*Objective*.
Pull out every line in the entries below that contains the word "annotate", matching upper and lower case exactly.

*Raw data*.
· · · ·

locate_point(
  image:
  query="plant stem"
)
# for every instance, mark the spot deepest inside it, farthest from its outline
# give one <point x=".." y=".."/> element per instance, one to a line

· · · ·

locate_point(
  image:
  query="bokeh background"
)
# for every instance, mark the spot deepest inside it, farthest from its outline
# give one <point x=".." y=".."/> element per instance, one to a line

· · · ·

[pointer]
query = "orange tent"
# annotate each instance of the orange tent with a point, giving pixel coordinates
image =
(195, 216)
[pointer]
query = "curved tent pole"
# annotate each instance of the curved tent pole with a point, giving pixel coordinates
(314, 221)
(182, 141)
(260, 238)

· · · ·

*Worked solution*.
# annotate each instance of the orange tent with a point, giving pixel coordinates
# annotate each instance of the curved tent pole with a point, giving pixel coordinates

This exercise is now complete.